**Soal 1**
Ringkas catatan minggu pagi di bawah ini dalam dua kalimat.

**Teks**
+ + + + + + +
Senin, 28 Februari 2011

Catatan Minggu Pagi di Akhir Pebruari 2011

Minggu pagi, 27 Pebruari 2011. Jam 08.00, seperti biasanya tugas saya mengantar anak untuk latihan badminton di gedung Nabati. Niat hati mengantar saja kemudian pulang untuk melakukan pekerjaan lain. Tampaknya niat untuk pulang sedikit terganggu dengan banyak wali murid yang datang guna sekedar "curhat, omong-omong kosong, atau bahasa kerennya dikenal sharing". Ditemani minuman hangat yang diambil dari warung, kopi, teh dan beberapa gorengan tampaknya obrolan makin asyik. Tidak kalah pula kontes (saya menyebut kontes, karena hampir semua yang ngobrol merokok) rokok menemani oblan yang semakin siang semakin asyik.

Saya mengawali dengan membuka bahwa anak sekarang dengan anak jaman dahulu sangat jauh berbeda. "Anak sekarang, berangkat latihan badminton saja harus antar jemput, semestinya bisa berangkat memakai sepeda toh jaraknya tak terlalu jauh". Seorang teman pun menimpalinya sambil mengangguk-angguk .. kemudian muncul beberapa kalimat darinya. "Ya begitulah pak guru (demikian ia memanggil saya), jaman saya masih kecil kira-kira umur 7 tahun saja saya sudah diberi tanggung jawab oleh orang tua beberapa ekor kambing bahkan dengan sapi juga. Jaman sekarang, anak-anak hidup dalam alam yang 180 derajat bedanya. Angel prihatine ..." kata seorang teman tadi. Bermula dari situ beberapa teman pun mulai   membuka memorinya dengan menceritakan kisah-kisah seperti :
Kisah pencurian mangga tetangga usai pulang sekolah
Kisah perkelahian dengan teman saat bermain bola
Kisah belajar sepeda menabrak termos penjual es, dan lain sebagainya.
+ + + + + + +
**Data Tersedia**
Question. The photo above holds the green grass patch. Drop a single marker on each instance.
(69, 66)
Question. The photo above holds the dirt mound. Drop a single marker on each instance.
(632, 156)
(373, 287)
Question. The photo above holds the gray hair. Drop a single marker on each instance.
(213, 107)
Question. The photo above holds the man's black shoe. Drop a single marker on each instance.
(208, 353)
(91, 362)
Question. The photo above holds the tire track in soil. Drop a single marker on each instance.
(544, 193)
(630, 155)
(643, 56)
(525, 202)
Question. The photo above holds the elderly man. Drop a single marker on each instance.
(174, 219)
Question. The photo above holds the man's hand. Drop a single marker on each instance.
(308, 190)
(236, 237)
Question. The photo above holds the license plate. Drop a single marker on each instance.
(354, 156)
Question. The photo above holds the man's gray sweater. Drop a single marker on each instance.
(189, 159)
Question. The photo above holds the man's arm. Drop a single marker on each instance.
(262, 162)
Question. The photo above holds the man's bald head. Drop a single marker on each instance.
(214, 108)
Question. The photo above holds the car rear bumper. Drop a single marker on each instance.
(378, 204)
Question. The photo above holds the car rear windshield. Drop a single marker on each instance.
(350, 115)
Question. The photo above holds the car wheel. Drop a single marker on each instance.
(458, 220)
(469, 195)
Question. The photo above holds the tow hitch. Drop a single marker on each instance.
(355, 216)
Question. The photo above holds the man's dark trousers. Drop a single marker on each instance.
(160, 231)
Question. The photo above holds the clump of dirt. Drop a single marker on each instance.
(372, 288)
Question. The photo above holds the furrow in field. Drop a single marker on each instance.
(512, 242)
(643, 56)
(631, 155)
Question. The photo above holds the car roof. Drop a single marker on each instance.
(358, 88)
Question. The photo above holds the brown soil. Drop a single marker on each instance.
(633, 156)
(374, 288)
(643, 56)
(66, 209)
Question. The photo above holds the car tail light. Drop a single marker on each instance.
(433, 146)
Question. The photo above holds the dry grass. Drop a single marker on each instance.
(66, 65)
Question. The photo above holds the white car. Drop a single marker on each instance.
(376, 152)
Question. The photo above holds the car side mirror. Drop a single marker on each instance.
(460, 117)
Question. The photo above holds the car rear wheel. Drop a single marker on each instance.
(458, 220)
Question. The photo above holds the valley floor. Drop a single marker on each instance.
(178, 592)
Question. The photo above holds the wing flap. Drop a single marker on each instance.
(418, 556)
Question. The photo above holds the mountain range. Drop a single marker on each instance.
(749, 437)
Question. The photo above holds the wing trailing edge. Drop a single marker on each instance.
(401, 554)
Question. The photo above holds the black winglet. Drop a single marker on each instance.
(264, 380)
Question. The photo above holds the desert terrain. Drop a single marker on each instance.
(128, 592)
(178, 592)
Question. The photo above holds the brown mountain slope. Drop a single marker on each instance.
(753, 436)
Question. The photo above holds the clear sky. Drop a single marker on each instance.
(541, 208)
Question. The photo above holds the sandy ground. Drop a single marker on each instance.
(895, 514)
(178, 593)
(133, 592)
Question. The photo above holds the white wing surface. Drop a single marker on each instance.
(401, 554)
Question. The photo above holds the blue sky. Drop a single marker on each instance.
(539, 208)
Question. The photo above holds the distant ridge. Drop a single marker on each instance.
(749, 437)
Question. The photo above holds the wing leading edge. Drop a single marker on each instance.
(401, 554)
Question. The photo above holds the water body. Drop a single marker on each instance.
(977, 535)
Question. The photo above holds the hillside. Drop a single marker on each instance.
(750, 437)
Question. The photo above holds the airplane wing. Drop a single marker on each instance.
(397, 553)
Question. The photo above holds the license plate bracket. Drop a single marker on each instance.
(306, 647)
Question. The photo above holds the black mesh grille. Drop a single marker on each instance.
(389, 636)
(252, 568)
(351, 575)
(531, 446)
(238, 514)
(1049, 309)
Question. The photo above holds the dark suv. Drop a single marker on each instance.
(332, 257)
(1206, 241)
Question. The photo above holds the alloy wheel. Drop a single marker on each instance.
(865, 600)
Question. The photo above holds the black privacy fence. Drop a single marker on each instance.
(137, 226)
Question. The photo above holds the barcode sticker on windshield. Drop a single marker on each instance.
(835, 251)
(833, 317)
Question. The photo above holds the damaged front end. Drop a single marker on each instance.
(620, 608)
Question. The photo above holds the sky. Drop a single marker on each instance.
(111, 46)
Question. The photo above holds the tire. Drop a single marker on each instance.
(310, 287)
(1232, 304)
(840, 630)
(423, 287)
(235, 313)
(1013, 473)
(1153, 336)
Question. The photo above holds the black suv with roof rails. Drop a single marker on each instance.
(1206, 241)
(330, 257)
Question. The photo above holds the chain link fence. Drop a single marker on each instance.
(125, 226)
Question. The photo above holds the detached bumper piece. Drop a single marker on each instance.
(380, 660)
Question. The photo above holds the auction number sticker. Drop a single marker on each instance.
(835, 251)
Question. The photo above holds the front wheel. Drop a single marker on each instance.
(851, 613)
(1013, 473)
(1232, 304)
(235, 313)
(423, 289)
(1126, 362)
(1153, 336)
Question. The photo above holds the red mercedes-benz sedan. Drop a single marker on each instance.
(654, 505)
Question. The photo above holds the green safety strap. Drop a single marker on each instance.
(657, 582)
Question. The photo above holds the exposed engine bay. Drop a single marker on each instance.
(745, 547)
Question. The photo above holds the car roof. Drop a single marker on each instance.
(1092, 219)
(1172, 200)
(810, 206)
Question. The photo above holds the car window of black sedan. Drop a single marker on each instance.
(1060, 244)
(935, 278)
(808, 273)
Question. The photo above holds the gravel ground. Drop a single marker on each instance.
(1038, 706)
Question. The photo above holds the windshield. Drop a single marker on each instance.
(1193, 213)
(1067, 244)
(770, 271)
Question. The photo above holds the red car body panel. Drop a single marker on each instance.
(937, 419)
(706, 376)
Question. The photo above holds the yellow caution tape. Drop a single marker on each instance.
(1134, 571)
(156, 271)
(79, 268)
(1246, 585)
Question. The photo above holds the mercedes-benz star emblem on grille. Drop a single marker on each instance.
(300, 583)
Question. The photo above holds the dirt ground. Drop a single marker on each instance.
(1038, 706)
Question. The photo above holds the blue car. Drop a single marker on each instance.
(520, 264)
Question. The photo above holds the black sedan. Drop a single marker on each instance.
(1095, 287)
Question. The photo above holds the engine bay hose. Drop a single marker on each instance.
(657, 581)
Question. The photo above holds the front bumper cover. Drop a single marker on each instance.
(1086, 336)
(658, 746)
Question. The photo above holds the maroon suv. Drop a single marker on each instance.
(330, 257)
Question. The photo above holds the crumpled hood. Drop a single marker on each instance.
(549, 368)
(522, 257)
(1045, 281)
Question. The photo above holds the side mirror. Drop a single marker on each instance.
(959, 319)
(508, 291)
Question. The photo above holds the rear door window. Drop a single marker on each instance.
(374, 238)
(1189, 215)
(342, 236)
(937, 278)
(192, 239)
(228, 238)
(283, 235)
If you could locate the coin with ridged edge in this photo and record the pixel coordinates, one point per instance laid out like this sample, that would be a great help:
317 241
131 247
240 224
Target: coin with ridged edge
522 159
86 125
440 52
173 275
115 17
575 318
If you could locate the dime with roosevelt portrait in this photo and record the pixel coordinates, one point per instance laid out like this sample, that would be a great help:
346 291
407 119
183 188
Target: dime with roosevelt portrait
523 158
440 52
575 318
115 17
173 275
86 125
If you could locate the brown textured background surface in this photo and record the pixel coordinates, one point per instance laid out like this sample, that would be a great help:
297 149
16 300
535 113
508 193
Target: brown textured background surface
+ + + + + + +
**Soal 2**
Kumpulkan setiap baris pada daftar di atas yang memuat kata "dirt".

**Jawaban Tertulis 1**
Pada Minggu pagi, 27 Pebruari 2011, penulis mengantar anaknya latihan badminton di gedung Nabati, tetapi niatnya untuk pulang terganggu oleh banyak wali murid yang datang mengobrol sambil menikmati kopi, teh, gorengan, dan rokok. Obrolan dibuka dengan pendapat penulis bahwa anak sekarang sangat berbeda dengan anak zaman dahulu, lalu para teman mulai menceritakan kisah masa kecil seperti mencuri mangga tetangga, berkelahi saat bermain bola, dan menabrak termos penjual es ketika belajar sepeda.

**Jawaban Tertulis 2**
Question. The photo above holds the dirt mound. Drop a single marker on each instance.
Question. The photo above holds the clump of dirt. Drop a single marker on each instance.
Question. The photo above holds the dirt ground. Drop a single marker on each instance.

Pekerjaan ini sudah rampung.